- _TEXTE FOURNI_
----

L’église, par ce système centralisateur, va inspirer les rois de France, puis entre les monarchies va s’instaurer une concurrence politique, qui va donner naissance au gallicanisme qui permet au roi de France d’apparaître comme le chef temporel dans son royaume, il peut être redéfini de façon concrète en 1518 avec le concordat de Bologne. 

Il se crée ensuite une concurrence administrative et juridique entre les souverains de France et l’autorité seigneuriale.

Un troisième facteur est à considérer : le rôle des légistes, des juristes avec la renaissance du droit romain, qui permet à un certain nombre d’adages juridiques d’être « modernisés » : « le roi est empereur dans son royaume », « toute justice émane du roi »… C’est cet adage juridique qui permet la victoire des justices royales sur les justices seigneuriales qui sont considérées comme des justices concédées par le roi, qui peut à tout moment licencier ces justices seigneuriales sur la base de certaines techniques  (prévention, cas royaux…).

 

Des ressources financières sont disponibles pour la monarchie afin de combattre la féodalité avec au 13ème siècle, la possibilité pour le roi de France, s’il obtient l’accord de la pape, de réunir sous la forme d’états généraux la possibilité de prélever un impôt outre cet aspect fiscal, une étape supplémentaire est franchie en 1469 car le roi de France obtient la création de la taille, impôt servant à financer l’armée royale permanente.

 

Autre traduction de la restauration du pouvoir monarchique : l’Etat royal s’agrandit par le retour dans le domaine du roi des grandes principautés territoriales (en 1349 le Dauphiné, province importante puisque les Dauphins, prétendants directs au trône, tiennent leur nom de cette principauté ; le 15ème siècle est particulièrement riche en exemples : en 1468 c’est la Normandie qui réintègre le domaine de la couronne, 1477 la Bourgogne, 1481 la Provence).

Ce mouvement de ré-appropriation du territoire se poursuit également pendant la période moderne : jusque dans la seconde moitié du XVIIIe siècle. La société connaît un certain nombre de continuités lors du passage entre moyen âge et période moderne : continuité quant à la division de la société en trois ordres, dans une conception fonctionnelle du rôle des uns et des autres. Dans ces trois ordres, ces trois états sociaux, on va retrouver ceux qui prient, le clergé, ceux qui combattent, la noblesse, et enfin le tiers-état, composé de ceux qui travaillent pour faire fonctionner l’ensemble du système. Seuls les deux premiers ordres disposent de privilèges. Cette organisation, cette structure fonctionnelle, existe depuis le XIème siècle. Elle permet d’offrir un aspect religieux à l’organisation de la nation, puisque ces trois ordres rappellent la Sainte trinité, avec au sommet de ce système le roi. Cette organisation sociale interdit l’idée démocratique même puisqu’il n’existe pas dans cette conception de partage de la souveraineté envisageable. A côté de cette continuité sociale, on trouve une continuité économique avec l’organisation juridique des métiers, du travail, au sein des corporations, qui sont régies par des statuts, qui sont obligatoires, qui rassemblent tous les acteurs d’une profession, et qui s’organisent dans le cadre d’une ville.

----

- _ENTRÉES FOURNIES_
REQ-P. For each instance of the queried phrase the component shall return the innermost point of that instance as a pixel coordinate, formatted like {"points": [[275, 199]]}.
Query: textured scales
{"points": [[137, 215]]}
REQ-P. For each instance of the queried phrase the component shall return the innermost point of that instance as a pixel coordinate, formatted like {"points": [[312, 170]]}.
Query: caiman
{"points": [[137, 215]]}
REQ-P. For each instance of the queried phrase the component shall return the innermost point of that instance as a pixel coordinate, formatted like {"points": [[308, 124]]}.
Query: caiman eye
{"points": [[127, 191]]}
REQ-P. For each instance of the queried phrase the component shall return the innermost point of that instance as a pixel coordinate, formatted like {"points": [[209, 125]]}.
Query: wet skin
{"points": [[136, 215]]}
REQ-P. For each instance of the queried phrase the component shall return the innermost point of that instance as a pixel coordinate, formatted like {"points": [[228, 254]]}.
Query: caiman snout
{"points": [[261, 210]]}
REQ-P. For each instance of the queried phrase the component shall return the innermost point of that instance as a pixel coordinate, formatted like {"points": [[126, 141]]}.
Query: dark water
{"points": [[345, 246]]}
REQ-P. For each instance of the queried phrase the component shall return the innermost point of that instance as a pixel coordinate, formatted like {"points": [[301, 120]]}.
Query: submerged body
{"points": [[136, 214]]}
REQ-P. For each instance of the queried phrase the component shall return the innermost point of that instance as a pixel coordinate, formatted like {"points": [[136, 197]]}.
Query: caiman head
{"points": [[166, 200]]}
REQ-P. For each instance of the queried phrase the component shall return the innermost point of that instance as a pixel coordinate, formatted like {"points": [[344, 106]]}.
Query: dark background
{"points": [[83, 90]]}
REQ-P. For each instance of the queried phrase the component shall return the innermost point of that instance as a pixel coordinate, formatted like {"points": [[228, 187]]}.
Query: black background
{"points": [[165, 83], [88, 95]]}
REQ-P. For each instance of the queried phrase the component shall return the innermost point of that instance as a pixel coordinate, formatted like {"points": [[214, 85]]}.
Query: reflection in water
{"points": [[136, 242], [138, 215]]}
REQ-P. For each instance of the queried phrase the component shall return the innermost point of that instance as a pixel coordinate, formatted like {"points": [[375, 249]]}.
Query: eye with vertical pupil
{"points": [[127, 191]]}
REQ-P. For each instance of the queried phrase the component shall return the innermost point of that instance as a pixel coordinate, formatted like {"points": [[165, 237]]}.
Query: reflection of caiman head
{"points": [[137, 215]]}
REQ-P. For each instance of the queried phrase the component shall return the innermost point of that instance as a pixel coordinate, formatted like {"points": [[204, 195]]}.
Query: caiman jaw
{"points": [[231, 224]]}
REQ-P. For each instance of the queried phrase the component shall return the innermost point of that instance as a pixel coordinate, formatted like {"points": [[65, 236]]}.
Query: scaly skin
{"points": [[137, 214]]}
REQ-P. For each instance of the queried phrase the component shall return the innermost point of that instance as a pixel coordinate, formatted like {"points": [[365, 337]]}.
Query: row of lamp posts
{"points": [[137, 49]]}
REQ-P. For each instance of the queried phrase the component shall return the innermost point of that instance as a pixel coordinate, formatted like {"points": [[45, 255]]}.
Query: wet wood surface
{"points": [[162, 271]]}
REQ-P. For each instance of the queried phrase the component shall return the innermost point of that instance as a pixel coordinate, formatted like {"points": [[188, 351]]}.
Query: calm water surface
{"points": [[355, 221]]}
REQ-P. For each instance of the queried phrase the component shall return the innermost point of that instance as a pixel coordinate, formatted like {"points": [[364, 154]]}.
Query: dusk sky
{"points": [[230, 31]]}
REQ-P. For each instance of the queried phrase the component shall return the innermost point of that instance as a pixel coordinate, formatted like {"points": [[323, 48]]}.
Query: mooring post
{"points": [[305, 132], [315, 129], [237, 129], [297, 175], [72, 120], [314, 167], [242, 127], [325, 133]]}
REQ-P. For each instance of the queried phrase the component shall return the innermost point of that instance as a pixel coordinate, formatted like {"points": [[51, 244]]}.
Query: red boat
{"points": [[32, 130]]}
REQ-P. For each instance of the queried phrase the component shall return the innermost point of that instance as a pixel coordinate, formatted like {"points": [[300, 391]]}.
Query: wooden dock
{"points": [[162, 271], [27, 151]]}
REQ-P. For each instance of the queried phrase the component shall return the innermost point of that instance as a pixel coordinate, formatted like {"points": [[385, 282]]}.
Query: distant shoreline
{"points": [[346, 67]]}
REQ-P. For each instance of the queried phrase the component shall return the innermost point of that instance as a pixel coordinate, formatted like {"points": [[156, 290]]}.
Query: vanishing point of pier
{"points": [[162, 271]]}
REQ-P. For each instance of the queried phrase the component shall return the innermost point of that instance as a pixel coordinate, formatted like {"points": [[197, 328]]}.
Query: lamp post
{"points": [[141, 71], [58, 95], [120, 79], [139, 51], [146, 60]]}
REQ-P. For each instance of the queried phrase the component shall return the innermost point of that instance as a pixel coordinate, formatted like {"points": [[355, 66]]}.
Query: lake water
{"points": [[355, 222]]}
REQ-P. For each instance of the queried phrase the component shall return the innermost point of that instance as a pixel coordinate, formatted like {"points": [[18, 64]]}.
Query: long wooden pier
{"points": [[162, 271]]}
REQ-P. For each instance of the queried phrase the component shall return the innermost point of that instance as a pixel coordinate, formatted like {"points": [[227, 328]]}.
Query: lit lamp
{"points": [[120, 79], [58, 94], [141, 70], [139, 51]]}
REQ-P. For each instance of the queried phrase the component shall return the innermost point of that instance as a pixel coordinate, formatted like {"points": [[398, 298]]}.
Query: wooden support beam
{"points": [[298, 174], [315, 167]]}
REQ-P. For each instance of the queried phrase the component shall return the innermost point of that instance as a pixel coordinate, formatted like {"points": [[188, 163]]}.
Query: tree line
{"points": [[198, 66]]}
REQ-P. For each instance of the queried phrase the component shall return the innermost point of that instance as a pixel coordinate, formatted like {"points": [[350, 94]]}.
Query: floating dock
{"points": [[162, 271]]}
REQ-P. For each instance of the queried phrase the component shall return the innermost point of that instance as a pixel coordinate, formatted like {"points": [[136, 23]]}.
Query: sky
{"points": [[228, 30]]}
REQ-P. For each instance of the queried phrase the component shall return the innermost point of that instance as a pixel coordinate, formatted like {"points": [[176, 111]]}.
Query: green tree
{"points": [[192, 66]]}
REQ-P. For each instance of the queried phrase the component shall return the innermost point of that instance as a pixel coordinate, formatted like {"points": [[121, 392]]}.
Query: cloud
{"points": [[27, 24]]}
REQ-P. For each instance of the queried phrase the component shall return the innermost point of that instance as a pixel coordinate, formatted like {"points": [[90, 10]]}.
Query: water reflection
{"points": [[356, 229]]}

----

- _OBJECTIF_
Modifiez l'extrait du texte sur la monarchie française qui commence aux mots « Un troisième facteur est » et s'arrête après « (prévention, cas royaux…). », en y remplaçant « seigneuriales » par « féodales ». La liste provient d'une autre source que le texte.

- _RÉPONSE_
Un troisième facteur est à considérer : le rôle des légistes, des juristes avec la renaissance du droit romain, qui permet à un certain nombre d’adages juridiques d’être « modernisés » : « le roi est empereur dans son royaume », « toute justice émane du roi »… C’est cet adage juridique qui permet la victoire des justices royales sur les justices féodales qui sont considérées comme des justices concédées par le roi, qui peut à tout moment licencier ces justices féodales sur la base de certaines techniques  (prévention, cas royaux…).